→ TASK PROMPT: Pictures should be excluded; otherwise, copy every entry exactly.

→ INPUT DATA:
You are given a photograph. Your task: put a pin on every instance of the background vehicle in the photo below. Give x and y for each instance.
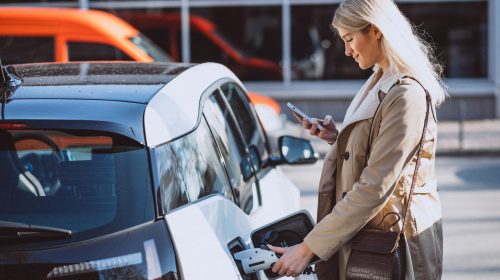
(30, 35)
(135, 171)
(207, 42)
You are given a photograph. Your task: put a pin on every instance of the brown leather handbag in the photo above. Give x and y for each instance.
(377, 254)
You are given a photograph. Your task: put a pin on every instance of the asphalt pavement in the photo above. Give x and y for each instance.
(468, 173)
(469, 188)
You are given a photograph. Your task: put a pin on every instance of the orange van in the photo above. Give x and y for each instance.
(29, 35)
(61, 34)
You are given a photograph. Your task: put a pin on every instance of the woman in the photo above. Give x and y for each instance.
(365, 189)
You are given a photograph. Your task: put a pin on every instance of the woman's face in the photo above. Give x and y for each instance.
(364, 47)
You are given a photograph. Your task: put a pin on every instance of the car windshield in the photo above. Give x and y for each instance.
(81, 181)
(150, 48)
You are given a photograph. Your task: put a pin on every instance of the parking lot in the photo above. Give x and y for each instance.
(470, 191)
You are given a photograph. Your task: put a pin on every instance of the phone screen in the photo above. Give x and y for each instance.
(302, 114)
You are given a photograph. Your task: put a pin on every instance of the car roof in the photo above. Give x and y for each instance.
(127, 82)
(170, 95)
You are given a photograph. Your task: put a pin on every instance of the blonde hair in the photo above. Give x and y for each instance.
(403, 47)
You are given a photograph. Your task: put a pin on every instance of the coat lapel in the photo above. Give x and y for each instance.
(366, 101)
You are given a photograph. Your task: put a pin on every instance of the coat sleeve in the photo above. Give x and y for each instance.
(403, 114)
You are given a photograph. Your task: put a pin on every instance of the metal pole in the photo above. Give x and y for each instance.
(84, 4)
(461, 117)
(186, 44)
(493, 50)
(286, 41)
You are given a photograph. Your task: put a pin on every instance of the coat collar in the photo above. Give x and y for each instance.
(366, 101)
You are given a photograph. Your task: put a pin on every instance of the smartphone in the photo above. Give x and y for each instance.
(302, 114)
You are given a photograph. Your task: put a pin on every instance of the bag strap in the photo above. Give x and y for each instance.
(419, 156)
(419, 152)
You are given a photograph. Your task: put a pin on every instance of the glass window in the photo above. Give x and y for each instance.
(246, 118)
(88, 182)
(162, 26)
(459, 32)
(246, 39)
(232, 147)
(79, 51)
(190, 168)
(150, 48)
(317, 52)
(14, 50)
(457, 29)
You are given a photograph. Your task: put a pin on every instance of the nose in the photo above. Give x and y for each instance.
(348, 50)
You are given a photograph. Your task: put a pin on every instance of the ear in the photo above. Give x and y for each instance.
(377, 32)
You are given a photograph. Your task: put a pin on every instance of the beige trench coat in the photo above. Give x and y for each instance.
(363, 195)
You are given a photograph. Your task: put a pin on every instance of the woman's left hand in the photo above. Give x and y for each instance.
(294, 260)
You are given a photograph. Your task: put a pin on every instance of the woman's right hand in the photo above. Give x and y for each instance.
(329, 132)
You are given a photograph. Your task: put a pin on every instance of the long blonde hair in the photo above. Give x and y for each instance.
(403, 47)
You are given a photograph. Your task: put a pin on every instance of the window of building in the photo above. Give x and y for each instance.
(246, 39)
(15, 50)
(458, 30)
(161, 25)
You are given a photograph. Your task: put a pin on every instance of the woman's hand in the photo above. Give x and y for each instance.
(294, 260)
(329, 132)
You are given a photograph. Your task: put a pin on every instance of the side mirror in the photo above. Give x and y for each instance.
(295, 150)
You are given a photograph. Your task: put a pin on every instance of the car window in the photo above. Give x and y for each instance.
(246, 117)
(14, 49)
(84, 51)
(232, 147)
(190, 168)
(81, 181)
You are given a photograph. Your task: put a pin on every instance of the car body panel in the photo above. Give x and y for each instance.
(207, 257)
(202, 231)
(185, 91)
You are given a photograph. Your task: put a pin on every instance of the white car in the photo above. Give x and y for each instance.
(136, 171)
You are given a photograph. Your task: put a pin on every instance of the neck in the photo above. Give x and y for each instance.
(384, 65)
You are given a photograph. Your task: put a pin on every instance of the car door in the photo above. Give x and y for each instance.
(201, 214)
(277, 195)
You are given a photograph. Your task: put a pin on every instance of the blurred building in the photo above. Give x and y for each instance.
(286, 49)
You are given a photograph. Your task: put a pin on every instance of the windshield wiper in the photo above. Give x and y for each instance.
(21, 231)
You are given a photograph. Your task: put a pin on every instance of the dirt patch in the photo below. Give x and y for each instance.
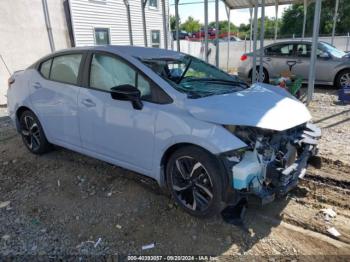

→ SOLVED PROBLEM:
You are given a photograph. Your task: put a pin on every instance of the background vehicle in the photo below. Give x and y for each instance.
(30, 35)
(135, 171)
(207, 42)
You are given a photograph. Your task: put a pin on every instance of the brown leather handbag in the photo above. Give x and y for each instance.
(377, 254)
You are given a photograph. Your task: put a pin on every instance of the asphalt pavement in the photo above. Give x and y for each instance.
(468, 173)
(469, 188)
You are given a photograph. Your task: put a pin on every instance of the orange van in the photo above. Give x and y for each instance.
(29, 35)
(61, 34)
You are given a photograph. Your task: put a pin on every instance of the woman in the photo above. Give x and y for each instance.
(365, 189)
You are given a photograph. Your task: put a pin on every instance of the woman's face in the photo above. Give x and y for each instance.
(364, 47)
You are given a photograph. Your task: put a pin on every instance of the car windshield in the photo above. Give x and y for each instance.
(81, 181)
(150, 48)
You are given a photograph. Your task: put a pin on every instance of the parking lot in the photo above. Give x and y for each instance.
(470, 191)
You are given a photograph. Your task: put a pin on every instance of the phone screen in the photo above. Give x and y for each instance.
(302, 114)
You are given a photograph. Your task: put a pin on every instance of the car roof in the photo above. Give x and y for each instance.
(127, 82)
(170, 95)
You are given a photograph. Your task: put a pin on every instance of the blonde hair in the photo above. Give x and y for each instance.
(403, 47)
You are given a photograph. Your task: put a pin on every instance of the coat lapel in the photo above. Give x and y for each instance.
(366, 101)
You are given a photograph. Your task: put a pin on every instance of the coat sleeve in the photo above. Give x and y for each instance.
(403, 114)
You are given a photograph. Your task: put a pin on every instance of the metal pole in the photo above. Give x and y for each instance.
(84, 4)
(461, 117)
(186, 44)
(493, 50)
(286, 41)
You are given a photograph. Your task: put a pin on every instance of the coat collar in the photo above. Give x and y for each instance.
(366, 101)
You are given a photograph. Your task: put a pin on every instance of the smartphone in the photo above. Give x and y for each instance.
(302, 114)
You are given a photograph. Your task: put a pin on every instance of the bag strap in the photo above. Give x and y for each instance.
(419, 156)
(419, 152)
You are given a photograph. Your task: put a pin on every instance of the glass window in the photo above. Give x and y for each instance.
(246, 118)
(88, 182)
(162, 26)
(459, 32)
(246, 39)
(232, 147)
(79, 51)
(190, 168)
(150, 48)
(317, 52)
(14, 50)
(457, 29)
You are given a photograph. Your task: put a pin on every instance of the nose in the photo above. Give x and y for each instance.
(348, 50)
You are given a photograph. Your task: put a pin on every instance of the ear in the photo above. Give x and y for each instance.
(377, 32)
You are given a photograph. Your task: put a pin on every instance of the beige trench coat in the photo above. Give x and y for each instance.
(363, 195)
You are given a photograph. Your task: put a pin on every instance of the woman's left hand in the photo above. Give x and y for each instance.
(294, 260)
You are given a photograph. Your task: put a pin on every instance of the woman's right hand in the photo above. Give x and y for each instance.
(329, 132)
You are given a photograph. Your task: put a pin on every instance of the long blonde hair in the photo above. Give x and y for each instance.
(403, 47)
You are given a photograph. Your task: put a pin on every instance of the window of building in the photo above. Give x and y for each instance.
(246, 39)
(15, 50)
(458, 30)
(161, 25)
You are given a photograph. Your task: put a pin on every instance of the woman's hand in the photo above. Give x and y for each instance.
(294, 260)
(329, 132)
You are given a photograph. Your task: put a pin on every instance of the side mirror in the photo above. Give x and y for each instance.
(295, 150)
You are given a photograph. Your task: put a pin on every instance of the car window in the photo above. Give x and y for each instance.
(246, 117)
(14, 49)
(84, 51)
(232, 147)
(190, 168)
(81, 181)
You are given a photograph. Your task: put a pin on every instance of the car body panel in the photo above. Give x and y for each instance.
(207, 257)
(202, 231)
(185, 91)
You are given a photograph. Your task: put a pin on every instance of the white car in the photo above. Give x and y for each instance.
(136, 171)
You are given a photograph. Your task: put a pin on every instance of the neck in the photo above. Give x and y for each instance.
(384, 65)
You are given a photograph. Your task: put a pin on every instance of the car door in the photo above. Give x and y for each instance.
(201, 214)
(277, 195)
You are given a photograph. Your task: put a pin on every instance of the blurred building in the photo above. Give x and y for each instance.
(286, 49)
You are given a photograph. Your task: put a pin on every instance of the windshield wiper in the photo above. Give x and y for each instance.
(21, 231)
You are given a photograph. Your task: put a pin on every instance of the dirt patch in the photo below. Give x and y for each instance.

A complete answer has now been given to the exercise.